* Begin Entries shown *
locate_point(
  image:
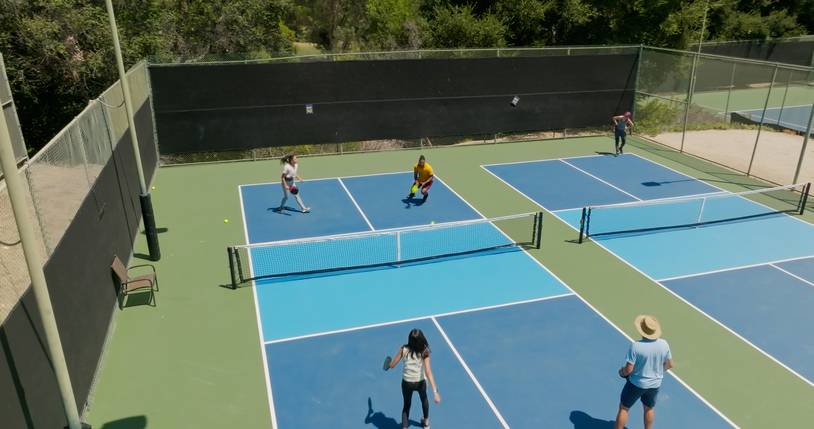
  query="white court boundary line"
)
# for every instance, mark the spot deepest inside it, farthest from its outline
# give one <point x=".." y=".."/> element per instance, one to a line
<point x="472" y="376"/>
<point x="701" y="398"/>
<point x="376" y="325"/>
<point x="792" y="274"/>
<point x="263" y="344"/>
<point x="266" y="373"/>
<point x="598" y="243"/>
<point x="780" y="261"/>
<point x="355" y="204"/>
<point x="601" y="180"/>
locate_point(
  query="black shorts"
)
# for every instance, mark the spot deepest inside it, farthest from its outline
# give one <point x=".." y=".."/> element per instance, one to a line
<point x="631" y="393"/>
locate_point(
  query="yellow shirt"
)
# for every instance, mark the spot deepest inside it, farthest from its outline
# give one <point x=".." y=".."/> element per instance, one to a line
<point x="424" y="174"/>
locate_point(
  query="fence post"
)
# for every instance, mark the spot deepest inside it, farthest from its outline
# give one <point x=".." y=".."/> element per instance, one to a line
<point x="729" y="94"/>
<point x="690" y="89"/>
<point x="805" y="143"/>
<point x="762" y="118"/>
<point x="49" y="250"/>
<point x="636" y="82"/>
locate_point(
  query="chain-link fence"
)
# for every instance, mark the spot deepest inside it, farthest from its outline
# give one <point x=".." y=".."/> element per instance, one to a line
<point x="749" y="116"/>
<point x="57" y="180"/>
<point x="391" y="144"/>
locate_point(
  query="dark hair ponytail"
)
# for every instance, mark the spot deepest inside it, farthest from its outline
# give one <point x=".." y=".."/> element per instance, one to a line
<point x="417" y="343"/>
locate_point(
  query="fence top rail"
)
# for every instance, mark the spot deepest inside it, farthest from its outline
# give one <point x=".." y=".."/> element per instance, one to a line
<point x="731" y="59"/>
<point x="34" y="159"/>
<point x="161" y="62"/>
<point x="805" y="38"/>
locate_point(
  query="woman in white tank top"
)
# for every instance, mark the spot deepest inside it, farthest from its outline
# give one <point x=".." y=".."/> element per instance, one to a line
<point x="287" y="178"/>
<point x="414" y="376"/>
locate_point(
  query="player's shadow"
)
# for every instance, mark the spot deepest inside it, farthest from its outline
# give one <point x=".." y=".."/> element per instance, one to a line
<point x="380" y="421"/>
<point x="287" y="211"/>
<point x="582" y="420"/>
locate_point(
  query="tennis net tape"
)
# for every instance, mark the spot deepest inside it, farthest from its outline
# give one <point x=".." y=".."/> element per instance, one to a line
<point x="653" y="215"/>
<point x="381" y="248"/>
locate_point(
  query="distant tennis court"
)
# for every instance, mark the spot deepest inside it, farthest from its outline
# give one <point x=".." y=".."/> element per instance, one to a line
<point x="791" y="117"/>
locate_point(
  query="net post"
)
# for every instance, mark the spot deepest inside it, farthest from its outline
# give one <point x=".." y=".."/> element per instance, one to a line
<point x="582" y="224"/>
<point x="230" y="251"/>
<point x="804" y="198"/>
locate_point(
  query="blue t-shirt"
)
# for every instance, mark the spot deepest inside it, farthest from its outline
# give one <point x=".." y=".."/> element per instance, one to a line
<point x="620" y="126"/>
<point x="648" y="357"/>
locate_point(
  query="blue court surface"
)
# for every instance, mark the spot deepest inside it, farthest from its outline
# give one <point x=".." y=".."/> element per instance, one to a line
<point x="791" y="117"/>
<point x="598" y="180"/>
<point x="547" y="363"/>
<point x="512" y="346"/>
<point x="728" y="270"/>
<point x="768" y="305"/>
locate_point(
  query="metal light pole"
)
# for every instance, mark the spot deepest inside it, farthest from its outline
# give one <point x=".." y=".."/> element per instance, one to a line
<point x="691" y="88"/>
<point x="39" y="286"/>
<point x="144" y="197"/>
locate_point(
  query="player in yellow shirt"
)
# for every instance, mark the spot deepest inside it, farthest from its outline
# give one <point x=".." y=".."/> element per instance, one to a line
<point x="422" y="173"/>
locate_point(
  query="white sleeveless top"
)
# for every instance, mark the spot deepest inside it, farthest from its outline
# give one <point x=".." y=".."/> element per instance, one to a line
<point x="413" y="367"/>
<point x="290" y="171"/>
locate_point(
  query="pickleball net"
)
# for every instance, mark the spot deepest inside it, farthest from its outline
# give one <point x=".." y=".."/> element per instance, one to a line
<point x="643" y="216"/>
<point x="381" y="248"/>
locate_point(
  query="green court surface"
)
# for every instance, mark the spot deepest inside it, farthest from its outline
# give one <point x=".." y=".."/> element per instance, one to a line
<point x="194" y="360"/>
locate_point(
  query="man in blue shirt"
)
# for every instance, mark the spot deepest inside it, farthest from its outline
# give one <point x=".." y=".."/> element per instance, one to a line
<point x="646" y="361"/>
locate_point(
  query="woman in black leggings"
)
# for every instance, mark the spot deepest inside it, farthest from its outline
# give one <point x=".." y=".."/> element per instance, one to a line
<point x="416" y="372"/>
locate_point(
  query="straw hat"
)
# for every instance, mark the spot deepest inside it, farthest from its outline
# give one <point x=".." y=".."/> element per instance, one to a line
* End Entries shown *
**Direction**
Reproduce all the entries that precede this task, word for word, minus any pictures.

**Result of this task**
locate_point(
  image:
  query="white court boundary line"
)
# for every instance, mark the spot deepest inside it, farthest from its outline
# give one <point x=".." y=".."/> element per instance, one to a line
<point x="472" y="376"/>
<point x="701" y="398"/>
<point x="376" y="325"/>
<point x="792" y="274"/>
<point x="263" y="344"/>
<point x="266" y="373"/>
<point x="598" y="243"/>
<point x="780" y="261"/>
<point x="355" y="204"/>
<point x="601" y="180"/>
locate_point(
  query="black shorts"
)
# for every instance, mark the spot deepest inside it, farthest from its outline
# give one <point x=".." y=".."/> element per instance, one to a line
<point x="631" y="393"/>
locate_point(
  query="yellow shirt"
)
# for every instance, mark the spot deepest inside it, farthest from its outline
# give one <point x=".." y=".."/> element per instance, one to a line
<point x="424" y="174"/>
locate_point(
  query="fence post"
)
# for every instance, mark the spot deepest inside it, farthest from its outline
# give one <point x=".." y=".."/> element per instance, one to a line
<point x="729" y="94"/>
<point x="690" y="89"/>
<point x="805" y="143"/>
<point x="762" y="118"/>
<point x="49" y="250"/>
<point x="636" y="82"/>
locate_point(
  query="chain-link fence"
)
# for every instance, mark the spot deepest inside it, farthest from its outline
# give one <point x=".." y=".."/> element per instance, one to a line
<point x="749" y="116"/>
<point x="57" y="180"/>
<point x="391" y="144"/>
locate_point(
  query="dark hair ponytail"
)
# for every instance, mark the spot deepest inside it, farthest from its outline
# give one <point x=".." y=".."/> element per instance, one to a line
<point x="417" y="343"/>
locate_point(
  query="fence top rail"
)
# for every instance, mark the spot deepest inside it, farthest from its outline
# give one <point x=".." y=".."/> element per instance, one to a line
<point x="731" y="59"/>
<point x="34" y="159"/>
<point x="161" y="62"/>
<point x="805" y="38"/>
locate_point(
  query="woman in white tank top"
)
# for every instance, mark the spot deepest inside it, farthest from its outline
# give one <point x=".." y=".."/> element per instance, one to a line
<point x="287" y="178"/>
<point x="414" y="376"/>
locate_point(
  query="player's shadow"
)
# for every instance, mark the spot deepest inside it, farthest from its outline
# give one <point x=".." y=".."/> element per instance, one to a line
<point x="380" y="421"/>
<point x="287" y="211"/>
<point x="582" y="420"/>
locate_point(
  query="tennis net tape"
)
# for every instance, mark the spot deepest inside it, farthest from its outline
# give one <point x=".." y=".."/> element per instance, one to a line
<point x="653" y="215"/>
<point x="381" y="248"/>
locate_point(
  query="distant tennis court"
)
# for every instance, mark the spot deepest inside it, farthest from its outline
# give one <point x=".." y=".."/> element per instance, one to a line
<point x="791" y="117"/>
locate_point(
  query="net post"
)
# for every instance, mark the spot deepest inside it, farthest from its outline
# give one <point x=".." y=".."/> element per instance, one to a line
<point x="582" y="224"/>
<point x="230" y="251"/>
<point x="804" y="198"/>
locate_point(
  query="blue t-shirt"
)
# for every instance, mark the spot deepest inside it, farthest from its outline
# give one <point x=".." y=".."/> element per instance, one to a line
<point x="620" y="126"/>
<point x="648" y="357"/>
locate_point(
  query="blue court surface"
)
# for every instance, mark the spot deepest inside it, farthest from its outline
# give one <point x=".." y=".."/> element per instance, one to a line
<point x="791" y="117"/>
<point x="598" y="180"/>
<point x="547" y="363"/>
<point x="512" y="346"/>
<point x="728" y="270"/>
<point x="768" y="305"/>
locate_point(
  query="metal light pole"
)
# for every instance, mark the spot deepest inside it, farthest from its outline
# give one <point x=".." y=".."/> element per instance, one to a line
<point x="691" y="88"/>
<point x="39" y="286"/>
<point x="144" y="197"/>
locate_point(
  query="player in yellow shirt"
)
# for every instance, mark the spot deepest inside it, farthest from its outline
# give one <point x=".." y=".."/> element per instance, one to a line
<point x="422" y="173"/>
locate_point(
  query="white sleeveless top"
)
# for every instance, mark the spot deepest inside it, farthest from its outline
# give one <point x=".." y=".."/> element per instance, one to a line
<point x="413" y="367"/>
<point x="290" y="171"/>
locate_point(
  query="pickleball net"
)
# for every instance, mark the spot deepest inside it, farthest from its outline
# give one <point x=".." y=".."/> element per instance, one to a line
<point x="643" y="216"/>
<point x="381" y="248"/>
locate_point(
  query="green court surface"
)
# for every instance, mark the spot deepest inside it, farthest from its outline
# give one <point x=".." y=".."/> element per instance, one to a line
<point x="194" y="360"/>
locate_point(
  query="man in blue shirt"
)
# for every instance, mark the spot deepest inside it, farthest from its outline
# give one <point x=".." y=".."/> element per instance, one to a line
<point x="646" y="361"/>
locate_point(
  query="woman in black leggings"
)
# for every instance, mark the spot deepest inside it, farthest from its outline
# give one <point x=".." y=".."/> element per instance, one to a line
<point x="416" y="372"/>
locate_point(
  query="straw hat"
)
# for every instance, mark the spot deepest inside it, farthest from its outline
# give one <point x=".." y=".."/> element per instance, one to a line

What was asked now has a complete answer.